L&S Curricular Connections

Freshman and Sophomore Seminars Turn Twenty

Freshman and Sophomore Seminars Turn Twenty

All members of the faculty are invited to celebrate the twentieth anniversary of the Freshman and Sophomore Seminars: the reception and awards ceremony (featuring the premiere of a new short video about the program) will take place on Monday, October 22, 2012, from 4:00-6:00 in the Alumni House Toll Room.

This campus-wide program has a remarkable history that few are aware of. In March 1992, the Council on Undergraduate Education hit on a plan to ensure that new undergraduates would enjoy direct intellectual contact with the faculty upon whose shoulders UC Berkeley’s reputation rests. To balance out the experience in the large lecture halls, this body decided to create a program of small, interactive, one-unit courses to be offered by faculty in every department on campus, even the Professional Schools, whose faculty in those days were very unlikely to ever meet an undergraduate.

Chancellor Chang-Lin Tien and The Vice Chancellor John Heilbron, along with Special Assistant Arnie Leiman (who was charged with implementing the new program), met with all department chairs that month to announce the program, and to inform them that they would soon receive a letter indicating the initial “quotas” set for their respective departments. If every department had met its assigned quota, there would have been two hundred seminars that first year, 1992-93. However, the administration cautiously under-estimated the degree of compliance, to the extent that the program’s working title was the “Hundred Seminars Program.” When the departments responded with unexpected enthusiasm, resulting in 184 seminars that first year, it became clear that the idea resonated with faculty across the campus. The Freshman Seminar Program was born.

It soon became clear that students were just as enthusiastic about the program as the faculty were: no matter how many seminars were offered each year, they all filled up quickly. Freshman Seminars offered an environment of learning for its own sake: professors were not required to teach them and students were not required to take them, so all parties met in the classroom motivated by mutual interest in the topics. The seminars welcomed and continue to welcome our newest students into the intellectual community, putting a face on the faculty, giving students an opportunity to practice speaking and participating in a university classroom, and providing a low-risk way to explore a perhaps unfamiliar field.

• _Given task A_: Do these statements agree with the page on the seminars' twentieth anniversary? Answer yes or no for each and quote the words of the page that decide it. (i) The anniversary reception will be held in the Alumni House Toll Room. (ii) Every department met its assigned quota in the program's first year. (iii) Students were required to take Freshman Seminars.
• _Given task B_: According to the page on the seminars' twentieth anniversary, who was charged with implementing the new program?
• _Given task C_: Give again, word for word, the part of the page on the seminars' twentieth anniversary starting with "All members of" and going on through "meet an undergraduate.".

• _Recorded data_:
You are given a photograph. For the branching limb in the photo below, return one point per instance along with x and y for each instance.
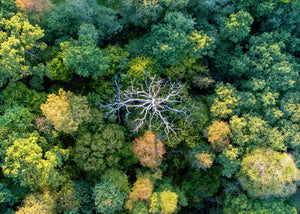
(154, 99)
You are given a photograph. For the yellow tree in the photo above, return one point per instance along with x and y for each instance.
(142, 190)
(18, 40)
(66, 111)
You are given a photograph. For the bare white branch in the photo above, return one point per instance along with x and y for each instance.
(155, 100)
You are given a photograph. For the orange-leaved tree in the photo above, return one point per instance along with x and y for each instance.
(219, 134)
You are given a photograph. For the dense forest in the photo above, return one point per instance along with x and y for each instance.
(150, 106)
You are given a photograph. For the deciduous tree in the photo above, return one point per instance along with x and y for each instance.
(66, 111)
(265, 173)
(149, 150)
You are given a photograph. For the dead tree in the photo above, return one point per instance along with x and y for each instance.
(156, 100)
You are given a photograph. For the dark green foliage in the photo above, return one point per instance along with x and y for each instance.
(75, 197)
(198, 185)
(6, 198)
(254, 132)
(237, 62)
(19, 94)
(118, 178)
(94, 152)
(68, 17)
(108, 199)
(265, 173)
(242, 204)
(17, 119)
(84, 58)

==

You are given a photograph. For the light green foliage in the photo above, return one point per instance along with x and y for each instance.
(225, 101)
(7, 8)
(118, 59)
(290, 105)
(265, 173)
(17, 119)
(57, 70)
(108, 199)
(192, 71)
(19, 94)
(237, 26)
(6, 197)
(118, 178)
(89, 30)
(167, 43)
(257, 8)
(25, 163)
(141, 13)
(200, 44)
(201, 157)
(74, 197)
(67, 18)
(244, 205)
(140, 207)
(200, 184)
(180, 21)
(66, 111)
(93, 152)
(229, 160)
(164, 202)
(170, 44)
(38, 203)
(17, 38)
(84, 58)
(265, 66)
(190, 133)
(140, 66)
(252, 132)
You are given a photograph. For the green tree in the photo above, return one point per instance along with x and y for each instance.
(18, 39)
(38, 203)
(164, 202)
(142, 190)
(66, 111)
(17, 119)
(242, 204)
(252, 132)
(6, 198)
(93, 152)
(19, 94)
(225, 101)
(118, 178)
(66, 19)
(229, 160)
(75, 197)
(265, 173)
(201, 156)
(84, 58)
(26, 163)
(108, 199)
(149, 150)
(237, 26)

• _Full answer A_:
(i) Yes: "from 4:00-6:00 in the Alumni House Toll Room"
(ii) No: "If every department had met its assigned quota, there would have been two hundred seminars that first year, 1992-93" and "resulting in 184 seminars that first year"
(iii) No: "students were not required to take them"

• _Full answer B_: Special Assistant Arnie Leiman.

• _Full answer C_:
All members of the faculty are invited to celebrate the twentieth anniversary of the Freshman and Sophomore Seminars: the reception and awards ceremony (featuring the premiere of a new short video about the program) will take place on Monday, October 22, 2012, from 4:00-6:00 in the Alumni House Toll Room.

This campus-wide program has a remarkable history that few are aware of. In March 1992, the Council on Undergraduate Education hit on a plan to ensure that new undergraduates would enjoy direct intellectual contact with the faculty upon whose shoulders UC Berkeley’s reputation rests. To balance out the experience in the large lecture halls, this body decided to create a program of small, interactive, one-unit courses to be offered by faculty in every department on campus, even the Professional Schools, whose faculty in those days were very unlikely to ever meet an undergraduate.